(Problem details)
Output only the span of lines that begins at the line containing "the black leggings" and ends at the last line of the data, both included, exactly as they appear.

(Object position labeling entries)
[Begin]
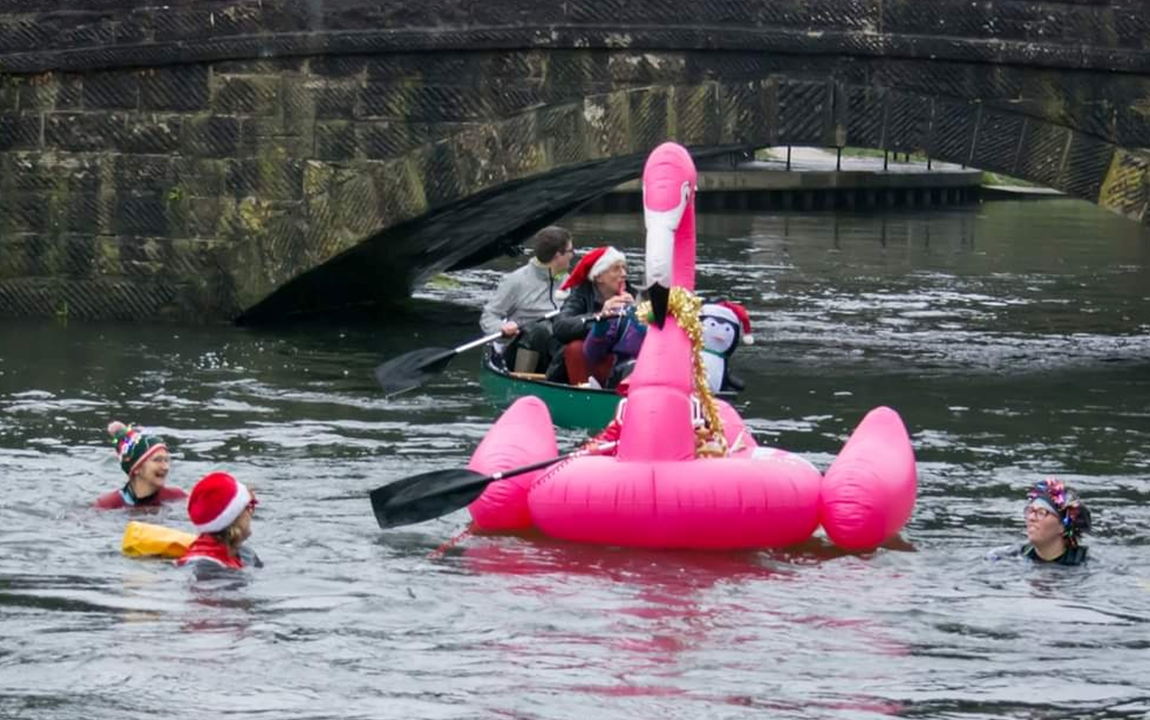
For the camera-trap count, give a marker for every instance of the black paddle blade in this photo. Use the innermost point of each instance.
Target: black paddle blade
(408, 370)
(427, 496)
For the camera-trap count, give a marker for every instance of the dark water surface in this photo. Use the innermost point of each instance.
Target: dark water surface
(1014, 339)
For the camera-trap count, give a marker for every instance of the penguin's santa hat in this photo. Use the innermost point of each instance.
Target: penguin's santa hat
(733, 313)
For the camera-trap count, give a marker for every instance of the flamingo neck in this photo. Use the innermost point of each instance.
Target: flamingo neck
(682, 272)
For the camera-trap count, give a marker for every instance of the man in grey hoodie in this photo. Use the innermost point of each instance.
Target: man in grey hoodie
(524, 296)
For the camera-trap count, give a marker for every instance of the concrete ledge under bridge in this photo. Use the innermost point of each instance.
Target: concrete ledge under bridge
(812, 180)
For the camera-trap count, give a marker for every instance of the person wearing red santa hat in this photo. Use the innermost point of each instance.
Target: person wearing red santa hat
(221, 508)
(598, 284)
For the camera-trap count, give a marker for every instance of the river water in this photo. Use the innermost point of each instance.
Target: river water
(1013, 338)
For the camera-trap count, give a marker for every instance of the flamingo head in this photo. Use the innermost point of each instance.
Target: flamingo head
(668, 190)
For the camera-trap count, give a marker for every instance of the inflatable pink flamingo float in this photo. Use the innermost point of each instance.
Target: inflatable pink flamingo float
(677, 480)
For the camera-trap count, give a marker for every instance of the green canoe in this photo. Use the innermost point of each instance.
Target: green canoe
(570, 407)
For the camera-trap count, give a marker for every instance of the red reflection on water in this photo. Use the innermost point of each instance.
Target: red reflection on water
(671, 611)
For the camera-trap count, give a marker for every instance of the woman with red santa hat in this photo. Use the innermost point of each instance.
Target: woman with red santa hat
(598, 284)
(221, 508)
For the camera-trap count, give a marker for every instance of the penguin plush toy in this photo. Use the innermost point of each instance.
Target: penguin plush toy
(725, 326)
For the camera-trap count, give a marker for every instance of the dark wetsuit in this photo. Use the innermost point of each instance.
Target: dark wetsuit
(124, 497)
(1073, 556)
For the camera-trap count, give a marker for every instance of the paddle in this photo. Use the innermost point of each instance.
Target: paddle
(407, 372)
(432, 495)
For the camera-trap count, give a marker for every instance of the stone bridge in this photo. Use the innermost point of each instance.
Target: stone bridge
(258, 159)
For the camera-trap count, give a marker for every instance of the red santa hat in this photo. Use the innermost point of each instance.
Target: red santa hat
(216, 502)
(593, 265)
(733, 313)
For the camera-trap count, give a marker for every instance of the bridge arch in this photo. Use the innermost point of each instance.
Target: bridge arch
(252, 171)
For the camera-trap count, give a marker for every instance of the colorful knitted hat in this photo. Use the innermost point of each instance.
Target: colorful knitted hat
(216, 500)
(1064, 502)
(133, 445)
(593, 265)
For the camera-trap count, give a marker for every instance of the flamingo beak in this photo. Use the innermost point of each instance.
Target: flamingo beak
(660, 251)
(660, 298)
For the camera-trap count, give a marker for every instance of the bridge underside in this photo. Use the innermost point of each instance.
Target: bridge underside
(223, 189)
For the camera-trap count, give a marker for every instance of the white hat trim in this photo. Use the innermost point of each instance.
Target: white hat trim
(608, 258)
(234, 508)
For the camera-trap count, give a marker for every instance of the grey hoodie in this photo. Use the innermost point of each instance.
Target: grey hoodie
(523, 296)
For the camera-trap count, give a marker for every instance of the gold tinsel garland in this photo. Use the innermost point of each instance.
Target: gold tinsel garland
(685, 307)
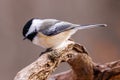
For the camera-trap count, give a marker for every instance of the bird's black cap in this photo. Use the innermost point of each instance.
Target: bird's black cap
(26, 29)
(27, 26)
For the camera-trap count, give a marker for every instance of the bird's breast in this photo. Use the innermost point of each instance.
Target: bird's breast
(51, 41)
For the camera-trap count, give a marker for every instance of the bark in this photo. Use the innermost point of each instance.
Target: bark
(82, 66)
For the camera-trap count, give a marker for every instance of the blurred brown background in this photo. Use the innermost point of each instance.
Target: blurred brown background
(103, 44)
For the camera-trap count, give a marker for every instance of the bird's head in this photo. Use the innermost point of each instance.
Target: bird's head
(31, 28)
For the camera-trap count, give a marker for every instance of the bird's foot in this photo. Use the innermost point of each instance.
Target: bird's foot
(47, 50)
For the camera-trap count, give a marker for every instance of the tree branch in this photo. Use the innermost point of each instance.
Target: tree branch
(82, 66)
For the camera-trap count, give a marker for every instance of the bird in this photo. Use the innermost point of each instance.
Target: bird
(52, 33)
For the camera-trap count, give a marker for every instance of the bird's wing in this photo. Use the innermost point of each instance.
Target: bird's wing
(58, 28)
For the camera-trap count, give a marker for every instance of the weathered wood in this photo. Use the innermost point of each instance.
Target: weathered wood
(82, 66)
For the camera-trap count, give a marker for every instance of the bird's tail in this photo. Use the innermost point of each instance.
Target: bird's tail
(90, 26)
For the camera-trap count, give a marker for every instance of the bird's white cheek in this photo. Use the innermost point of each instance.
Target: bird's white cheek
(36, 41)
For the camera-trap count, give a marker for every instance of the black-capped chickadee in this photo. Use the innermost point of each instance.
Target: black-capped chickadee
(52, 33)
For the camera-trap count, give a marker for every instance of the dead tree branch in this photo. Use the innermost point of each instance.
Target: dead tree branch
(82, 66)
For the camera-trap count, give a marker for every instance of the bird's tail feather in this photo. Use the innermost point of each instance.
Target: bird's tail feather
(90, 26)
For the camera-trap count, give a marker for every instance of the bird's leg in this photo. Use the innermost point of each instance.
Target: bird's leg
(47, 50)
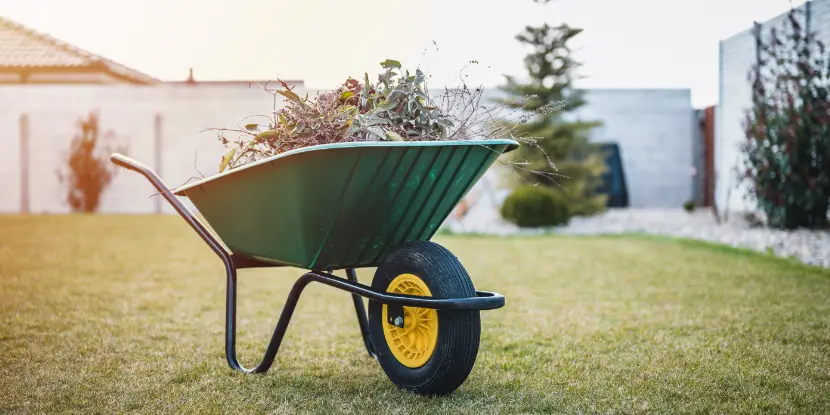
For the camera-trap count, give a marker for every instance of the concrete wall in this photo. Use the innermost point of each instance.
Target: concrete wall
(130, 112)
(655, 129)
(737, 55)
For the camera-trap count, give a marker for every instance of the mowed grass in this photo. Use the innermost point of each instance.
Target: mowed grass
(113, 314)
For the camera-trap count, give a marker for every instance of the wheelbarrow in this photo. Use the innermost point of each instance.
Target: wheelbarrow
(355, 205)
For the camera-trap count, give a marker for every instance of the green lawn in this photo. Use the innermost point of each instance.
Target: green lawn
(112, 314)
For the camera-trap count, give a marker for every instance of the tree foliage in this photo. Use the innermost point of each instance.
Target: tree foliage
(569, 162)
(87, 170)
(787, 129)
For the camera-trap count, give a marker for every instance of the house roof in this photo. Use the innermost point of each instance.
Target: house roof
(23, 48)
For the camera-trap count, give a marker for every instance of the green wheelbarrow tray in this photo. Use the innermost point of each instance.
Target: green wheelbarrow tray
(346, 206)
(342, 205)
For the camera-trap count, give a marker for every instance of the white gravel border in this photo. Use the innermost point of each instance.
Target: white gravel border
(810, 247)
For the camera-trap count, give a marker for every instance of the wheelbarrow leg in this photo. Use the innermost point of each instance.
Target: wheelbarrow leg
(360, 310)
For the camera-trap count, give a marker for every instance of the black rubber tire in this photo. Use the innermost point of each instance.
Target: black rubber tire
(459, 332)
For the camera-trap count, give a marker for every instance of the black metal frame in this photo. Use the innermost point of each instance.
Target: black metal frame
(484, 300)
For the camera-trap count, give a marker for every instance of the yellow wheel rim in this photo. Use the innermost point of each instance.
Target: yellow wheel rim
(414, 343)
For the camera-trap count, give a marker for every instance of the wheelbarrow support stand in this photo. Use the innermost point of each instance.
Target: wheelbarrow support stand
(484, 300)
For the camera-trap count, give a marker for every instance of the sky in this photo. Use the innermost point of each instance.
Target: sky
(625, 43)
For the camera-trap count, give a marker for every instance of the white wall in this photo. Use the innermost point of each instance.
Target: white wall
(655, 129)
(130, 112)
(737, 55)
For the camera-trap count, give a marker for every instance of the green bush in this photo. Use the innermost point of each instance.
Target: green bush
(536, 206)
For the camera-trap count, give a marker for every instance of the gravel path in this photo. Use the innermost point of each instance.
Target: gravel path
(811, 247)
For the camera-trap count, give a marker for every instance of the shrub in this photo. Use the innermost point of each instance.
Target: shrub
(787, 146)
(88, 171)
(535, 206)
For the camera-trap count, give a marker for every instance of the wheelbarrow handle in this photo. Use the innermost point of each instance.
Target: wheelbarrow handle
(194, 222)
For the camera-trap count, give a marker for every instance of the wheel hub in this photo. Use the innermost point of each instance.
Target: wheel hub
(414, 343)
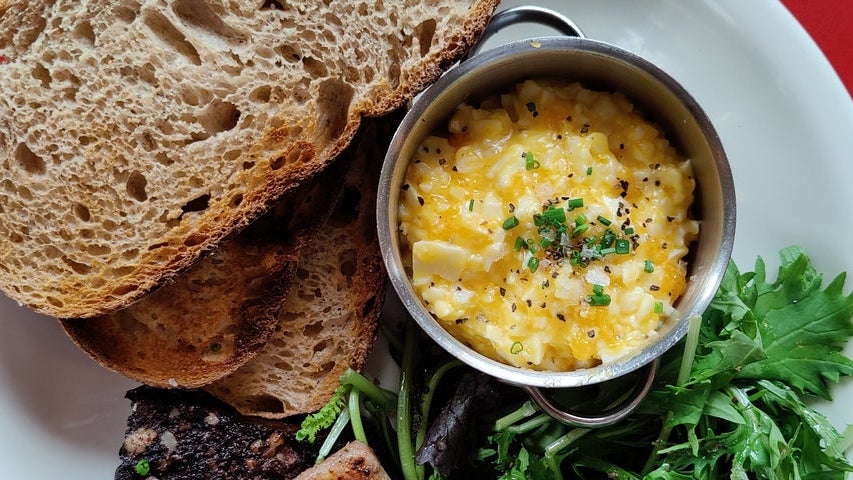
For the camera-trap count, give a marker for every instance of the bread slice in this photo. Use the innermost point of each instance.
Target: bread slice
(354, 461)
(220, 312)
(134, 136)
(328, 320)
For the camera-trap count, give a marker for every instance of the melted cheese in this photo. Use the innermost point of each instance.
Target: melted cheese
(547, 146)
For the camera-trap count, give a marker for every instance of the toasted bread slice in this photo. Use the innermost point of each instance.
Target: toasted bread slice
(328, 321)
(135, 136)
(217, 315)
(354, 461)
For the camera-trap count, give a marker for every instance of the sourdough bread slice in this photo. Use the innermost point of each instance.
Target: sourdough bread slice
(329, 317)
(221, 311)
(134, 136)
(354, 461)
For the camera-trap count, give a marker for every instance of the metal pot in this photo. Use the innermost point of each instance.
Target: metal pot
(596, 65)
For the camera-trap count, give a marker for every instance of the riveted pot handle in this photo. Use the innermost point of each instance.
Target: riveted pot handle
(526, 13)
(611, 415)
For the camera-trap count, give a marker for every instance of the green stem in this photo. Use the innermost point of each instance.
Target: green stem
(690, 344)
(404, 414)
(529, 425)
(388, 433)
(355, 416)
(334, 433)
(845, 443)
(426, 400)
(525, 410)
(569, 438)
(386, 399)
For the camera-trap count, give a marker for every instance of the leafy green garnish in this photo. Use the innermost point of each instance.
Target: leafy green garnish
(731, 401)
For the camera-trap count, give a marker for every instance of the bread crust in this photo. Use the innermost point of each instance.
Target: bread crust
(217, 315)
(135, 138)
(328, 320)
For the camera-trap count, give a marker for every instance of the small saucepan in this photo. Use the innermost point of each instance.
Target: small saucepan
(574, 58)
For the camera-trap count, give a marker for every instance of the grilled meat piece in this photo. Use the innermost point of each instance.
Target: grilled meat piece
(189, 435)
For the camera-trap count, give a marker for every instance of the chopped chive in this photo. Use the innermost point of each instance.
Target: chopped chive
(554, 214)
(607, 239)
(580, 229)
(510, 223)
(602, 300)
(142, 467)
(530, 162)
(533, 264)
(575, 203)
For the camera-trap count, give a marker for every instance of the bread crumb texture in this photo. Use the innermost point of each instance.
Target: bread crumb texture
(135, 135)
(327, 322)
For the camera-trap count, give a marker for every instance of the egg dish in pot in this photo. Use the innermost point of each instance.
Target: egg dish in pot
(547, 227)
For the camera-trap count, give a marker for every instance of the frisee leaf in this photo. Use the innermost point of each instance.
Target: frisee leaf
(325, 417)
(802, 329)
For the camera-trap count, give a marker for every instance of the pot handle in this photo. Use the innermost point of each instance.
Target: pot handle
(526, 13)
(627, 404)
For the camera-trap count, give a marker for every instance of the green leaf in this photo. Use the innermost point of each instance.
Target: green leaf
(803, 331)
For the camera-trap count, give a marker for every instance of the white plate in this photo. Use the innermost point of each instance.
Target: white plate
(782, 113)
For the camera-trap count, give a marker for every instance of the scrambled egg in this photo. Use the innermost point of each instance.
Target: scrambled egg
(547, 226)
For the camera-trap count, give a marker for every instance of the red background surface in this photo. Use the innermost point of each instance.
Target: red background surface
(830, 24)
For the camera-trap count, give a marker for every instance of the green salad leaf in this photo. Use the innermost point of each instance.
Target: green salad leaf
(730, 401)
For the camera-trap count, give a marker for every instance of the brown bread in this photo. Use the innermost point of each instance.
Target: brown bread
(220, 312)
(135, 136)
(329, 317)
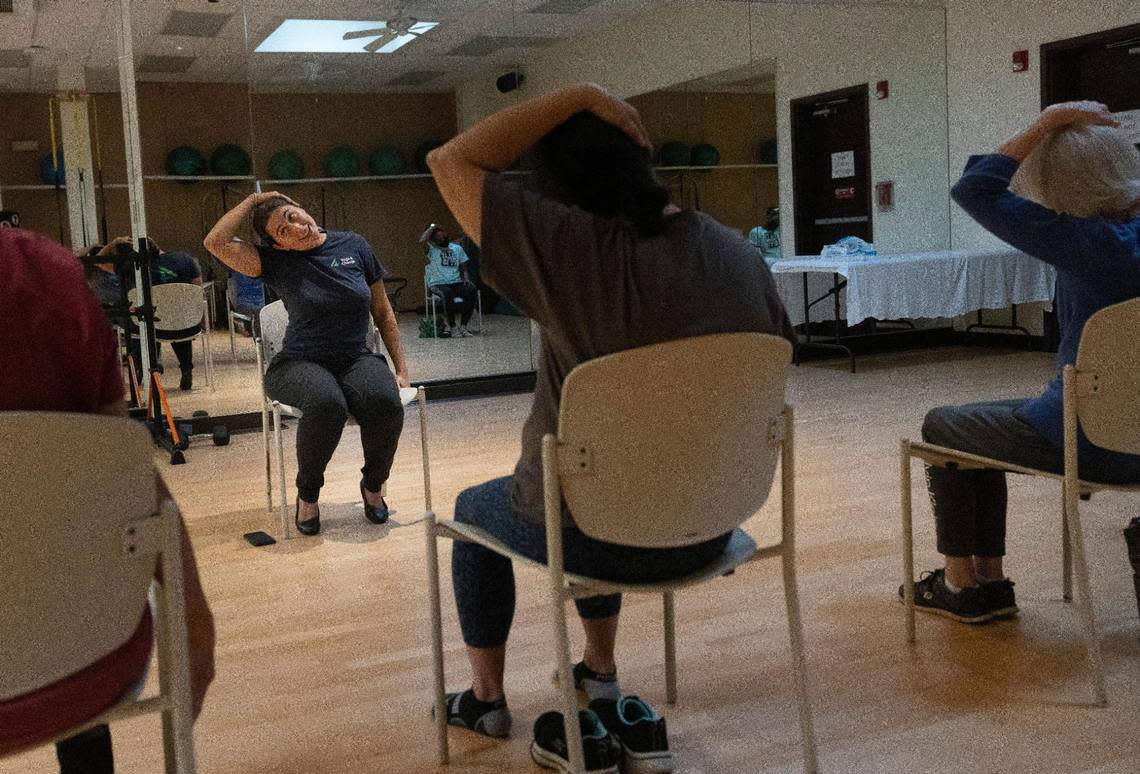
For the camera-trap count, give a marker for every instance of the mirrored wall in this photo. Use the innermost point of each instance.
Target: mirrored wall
(336, 105)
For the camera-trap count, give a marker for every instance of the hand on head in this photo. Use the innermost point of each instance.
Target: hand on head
(620, 113)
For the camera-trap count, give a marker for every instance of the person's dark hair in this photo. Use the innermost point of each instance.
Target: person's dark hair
(594, 165)
(259, 218)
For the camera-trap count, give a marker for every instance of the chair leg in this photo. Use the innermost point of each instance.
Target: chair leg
(1066, 557)
(566, 686)
(670, 649)
(285, 532)
(799, 662)
(1088, 620)
(268, 458)
(904, 488)
(437, 637)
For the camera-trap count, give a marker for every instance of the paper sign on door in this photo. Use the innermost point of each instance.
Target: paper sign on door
(1130, 124)
(843, 164)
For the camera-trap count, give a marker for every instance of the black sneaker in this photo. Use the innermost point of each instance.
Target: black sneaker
(999, 597)
(601, 750)
(594, 684)
(931, 596)
(641, 732)
(489, 718)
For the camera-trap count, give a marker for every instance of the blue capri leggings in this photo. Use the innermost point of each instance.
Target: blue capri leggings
(485, 580)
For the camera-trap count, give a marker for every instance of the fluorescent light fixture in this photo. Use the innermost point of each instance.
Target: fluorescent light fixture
(327, 37)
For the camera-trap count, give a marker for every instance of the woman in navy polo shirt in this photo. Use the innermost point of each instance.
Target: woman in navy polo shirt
(1081, 213)
(331, 283)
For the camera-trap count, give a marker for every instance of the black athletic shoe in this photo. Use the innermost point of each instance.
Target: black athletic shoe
(641, 732)
(377, 514)
(594, 684)
(931, 596)
(999, 597)
(489, 718)
(601, 750)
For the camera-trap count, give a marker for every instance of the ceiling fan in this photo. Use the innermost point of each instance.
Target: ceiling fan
(393, 27)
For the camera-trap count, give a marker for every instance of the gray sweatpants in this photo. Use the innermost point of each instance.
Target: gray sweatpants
(969, 506)
(326, 393)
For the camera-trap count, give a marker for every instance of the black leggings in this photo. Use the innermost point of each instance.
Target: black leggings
(326, 393)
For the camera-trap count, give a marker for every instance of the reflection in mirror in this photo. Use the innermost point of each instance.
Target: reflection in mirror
(62, 169)
(194, 132)
(715, 138)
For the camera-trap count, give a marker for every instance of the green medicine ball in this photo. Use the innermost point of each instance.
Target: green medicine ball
(229, 160)
(422, 152)
(674, 154)
(286, 164)
(706, 155)
(388, 160)
(341, 162)
(186, 161)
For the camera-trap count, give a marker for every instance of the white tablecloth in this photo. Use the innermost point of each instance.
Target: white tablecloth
(941, 284)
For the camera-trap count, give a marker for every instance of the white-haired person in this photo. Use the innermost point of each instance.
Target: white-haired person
(1079, 210)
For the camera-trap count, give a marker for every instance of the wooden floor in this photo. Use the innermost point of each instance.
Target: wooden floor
(323, 654)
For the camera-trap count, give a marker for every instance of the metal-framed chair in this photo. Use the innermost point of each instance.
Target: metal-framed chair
(273, 319)
(180, 307)
(433, 298)
(660, 446)
(78, 570)
(231, 317)
(1100, 394)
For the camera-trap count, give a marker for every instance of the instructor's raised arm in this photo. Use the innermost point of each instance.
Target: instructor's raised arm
(222, 239)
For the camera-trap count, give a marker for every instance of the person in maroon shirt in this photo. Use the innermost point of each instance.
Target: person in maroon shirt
(60, 355)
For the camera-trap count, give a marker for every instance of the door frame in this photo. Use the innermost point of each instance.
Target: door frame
(1081, 41)
(857, 92)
[End]
(Task answer)
For the camera-trap count, give a marker for every instance of the black leggings in this photo. Use the innermost point of each instance.
Target: black leggings
(326, 393)
For the camera-trap count, give a marker for every instance of the reflection in mirror in this photo. Use the innermost point of each instance.
Target: reflection in mirror
(62, 169)
(194, 132)
(715, 138)
For the camera-trap count, give a marker for every instance of the green medicine ball in this photo. Use the innermost point of each instance.
Target: green medicine ball
(229, 160)
(422, 152)
(674, 154)
(286, 164)
(706, 155)
(388, 160)
(341, 162)
(186, 161)
For the camera-trap count, give a marker for every instance of the white tablecloth in this photo. Use the innermost point of each instance.
Target: white tablecloth
(941, 284)
For the camera-trap count, give a marker for every instance of the white-haired person in this photo. Use the innermost point of each instance.
Target: white-haired person
(1079, 210)
For the camera-trap count, give a marker for every instance of the wooden floor in this photo. Use the innermost point of each instance.
Target: wooden floor
(323, 654)
For the camera-trap count, give a marker for every instance of the metal-framed chair in this photo. Use the innermost point of each instance.
Target: metal-framed chair
(273, 319)
(180, 307)
(433, 298)
(660, 446)
(78, 570)
(231, 317)
(1100, 394)
For the camera-trap count, give a marker for every instance of the instructor's raised arm in this photo. Use the innermost point of each instance.
Target: instructor's raised arm
(222, 239)
For the camera-trap count, give a marker for every instance of the person in maroon shirt in this photo. Use the innermost point of each instance.
Target: person in maroon shirt
(60, 355)
For the camera-trap count, give a marker for every instance of the door frame in this photo. Use the innermost point of each instance.
Target: door frame
(1081, 41)
(857, 92)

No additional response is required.